- **Challenge**:
Nothing other than the lines from the one containing "of the grassy" through the close of the entries below should be printed, each exactly.

- **Pointing dataset excerpts**:
--- start ---

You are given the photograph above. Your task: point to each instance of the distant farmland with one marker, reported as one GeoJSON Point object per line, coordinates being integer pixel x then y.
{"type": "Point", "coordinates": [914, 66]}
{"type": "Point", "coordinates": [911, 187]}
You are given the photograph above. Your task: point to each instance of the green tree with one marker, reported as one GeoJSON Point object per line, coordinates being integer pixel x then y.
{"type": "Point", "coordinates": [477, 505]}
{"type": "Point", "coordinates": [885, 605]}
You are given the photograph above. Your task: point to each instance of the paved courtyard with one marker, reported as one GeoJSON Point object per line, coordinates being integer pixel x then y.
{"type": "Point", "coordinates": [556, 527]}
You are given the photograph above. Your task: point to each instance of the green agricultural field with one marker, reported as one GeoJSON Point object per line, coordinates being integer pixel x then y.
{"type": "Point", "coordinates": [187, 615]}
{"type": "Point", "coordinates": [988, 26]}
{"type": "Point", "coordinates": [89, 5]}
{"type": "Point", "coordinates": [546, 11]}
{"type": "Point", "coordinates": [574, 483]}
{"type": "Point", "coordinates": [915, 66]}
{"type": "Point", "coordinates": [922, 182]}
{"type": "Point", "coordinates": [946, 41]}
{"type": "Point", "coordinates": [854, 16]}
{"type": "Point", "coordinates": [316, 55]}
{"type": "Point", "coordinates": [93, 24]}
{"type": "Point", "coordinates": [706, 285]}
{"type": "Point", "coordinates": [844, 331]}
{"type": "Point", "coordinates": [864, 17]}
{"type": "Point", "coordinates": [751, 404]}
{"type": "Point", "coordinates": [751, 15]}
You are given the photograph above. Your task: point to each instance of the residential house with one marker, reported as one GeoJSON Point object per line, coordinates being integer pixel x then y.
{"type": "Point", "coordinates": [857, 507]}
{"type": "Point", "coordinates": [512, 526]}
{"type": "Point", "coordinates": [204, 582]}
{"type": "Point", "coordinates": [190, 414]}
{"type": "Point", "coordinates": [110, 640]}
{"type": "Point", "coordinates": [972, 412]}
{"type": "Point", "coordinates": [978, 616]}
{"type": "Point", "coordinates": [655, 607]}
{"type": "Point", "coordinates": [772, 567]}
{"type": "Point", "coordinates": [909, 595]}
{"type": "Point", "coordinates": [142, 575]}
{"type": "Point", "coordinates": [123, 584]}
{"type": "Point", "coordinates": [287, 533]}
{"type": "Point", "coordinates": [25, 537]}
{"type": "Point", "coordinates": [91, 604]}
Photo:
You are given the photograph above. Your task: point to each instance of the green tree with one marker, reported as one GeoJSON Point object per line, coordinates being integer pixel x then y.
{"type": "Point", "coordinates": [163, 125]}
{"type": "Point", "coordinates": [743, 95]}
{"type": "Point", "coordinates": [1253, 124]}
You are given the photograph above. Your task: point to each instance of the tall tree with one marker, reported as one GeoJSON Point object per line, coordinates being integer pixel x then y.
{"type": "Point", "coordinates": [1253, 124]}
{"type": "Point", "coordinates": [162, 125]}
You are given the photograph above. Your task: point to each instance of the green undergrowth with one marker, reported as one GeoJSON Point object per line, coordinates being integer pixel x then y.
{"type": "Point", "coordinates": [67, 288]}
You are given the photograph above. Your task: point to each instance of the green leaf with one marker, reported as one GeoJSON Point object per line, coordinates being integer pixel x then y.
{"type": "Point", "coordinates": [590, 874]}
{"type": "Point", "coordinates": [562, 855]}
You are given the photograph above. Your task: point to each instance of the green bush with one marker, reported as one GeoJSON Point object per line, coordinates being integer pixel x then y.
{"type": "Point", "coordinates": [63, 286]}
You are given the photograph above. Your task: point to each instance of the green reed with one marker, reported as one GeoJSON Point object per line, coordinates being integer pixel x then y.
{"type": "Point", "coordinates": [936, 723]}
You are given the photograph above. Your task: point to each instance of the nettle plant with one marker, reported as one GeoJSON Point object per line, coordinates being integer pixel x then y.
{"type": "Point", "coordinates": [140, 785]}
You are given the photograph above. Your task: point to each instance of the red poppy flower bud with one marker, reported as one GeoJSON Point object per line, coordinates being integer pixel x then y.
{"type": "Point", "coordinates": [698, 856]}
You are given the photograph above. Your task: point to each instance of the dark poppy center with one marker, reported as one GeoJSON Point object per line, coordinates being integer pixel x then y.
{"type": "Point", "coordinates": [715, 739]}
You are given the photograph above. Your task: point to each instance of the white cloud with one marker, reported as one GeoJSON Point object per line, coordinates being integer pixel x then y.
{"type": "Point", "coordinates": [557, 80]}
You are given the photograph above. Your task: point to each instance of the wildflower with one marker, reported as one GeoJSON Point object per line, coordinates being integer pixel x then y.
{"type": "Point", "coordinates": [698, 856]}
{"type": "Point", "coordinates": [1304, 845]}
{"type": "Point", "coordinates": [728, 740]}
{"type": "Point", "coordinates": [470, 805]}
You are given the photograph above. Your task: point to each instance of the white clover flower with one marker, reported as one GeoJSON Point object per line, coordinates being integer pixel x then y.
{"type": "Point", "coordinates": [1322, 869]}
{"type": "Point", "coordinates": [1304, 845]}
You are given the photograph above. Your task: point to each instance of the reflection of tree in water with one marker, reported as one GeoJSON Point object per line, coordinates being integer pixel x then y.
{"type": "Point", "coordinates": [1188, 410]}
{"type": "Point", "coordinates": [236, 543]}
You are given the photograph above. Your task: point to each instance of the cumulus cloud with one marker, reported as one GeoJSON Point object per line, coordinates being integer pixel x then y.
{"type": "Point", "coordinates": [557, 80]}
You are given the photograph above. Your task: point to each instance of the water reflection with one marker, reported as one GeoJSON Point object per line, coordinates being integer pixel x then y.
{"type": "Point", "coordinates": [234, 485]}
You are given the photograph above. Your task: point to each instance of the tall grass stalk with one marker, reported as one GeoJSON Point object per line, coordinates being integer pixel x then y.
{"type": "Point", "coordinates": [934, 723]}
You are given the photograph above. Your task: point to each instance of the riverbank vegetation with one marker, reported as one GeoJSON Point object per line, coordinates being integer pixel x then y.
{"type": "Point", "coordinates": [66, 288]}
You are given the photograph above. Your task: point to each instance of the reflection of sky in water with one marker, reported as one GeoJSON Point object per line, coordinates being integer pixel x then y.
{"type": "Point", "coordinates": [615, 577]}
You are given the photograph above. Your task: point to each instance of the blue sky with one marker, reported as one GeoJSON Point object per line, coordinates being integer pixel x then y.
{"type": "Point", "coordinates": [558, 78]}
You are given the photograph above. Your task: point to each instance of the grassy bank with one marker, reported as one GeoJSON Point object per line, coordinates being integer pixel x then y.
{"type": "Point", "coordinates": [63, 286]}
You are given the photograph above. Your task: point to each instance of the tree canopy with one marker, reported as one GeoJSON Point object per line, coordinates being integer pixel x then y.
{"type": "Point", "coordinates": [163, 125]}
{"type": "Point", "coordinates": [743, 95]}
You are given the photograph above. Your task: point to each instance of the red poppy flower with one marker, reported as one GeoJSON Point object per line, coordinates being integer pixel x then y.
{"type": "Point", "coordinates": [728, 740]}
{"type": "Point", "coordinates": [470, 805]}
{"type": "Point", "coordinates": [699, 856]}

--- end ---

- **Exercise answer**:
You are given the photograph above. Your task: point to each instance of the grassy bank with one marker, reported as one GeoJSON Point object per line, coordinates being integer pixel x then y.
{"type": "Point", "coordinates": [63, 286]}
You are given the photograph above. Your task: point to each instance of the tree canopy with one marker, reported as one GeoJSON Point object per line, coordinates being integer pixel x then y.
{"type": "Point", "coordinates": [163, 125]}
{"type": "Point", "coordinates": [743, 95]}
You are given the photograph above. Your task: point to each instance of the red poppy flower with one marker, reported as one GeoJSON Point object per line, coordinates being integer pixel x then y.
{"type": "Point", "coordinates": [728, 740]}
{"type": "Point", "coordinates": [470, 805]}
{"type": "Point", "coordinates": [699, 856]}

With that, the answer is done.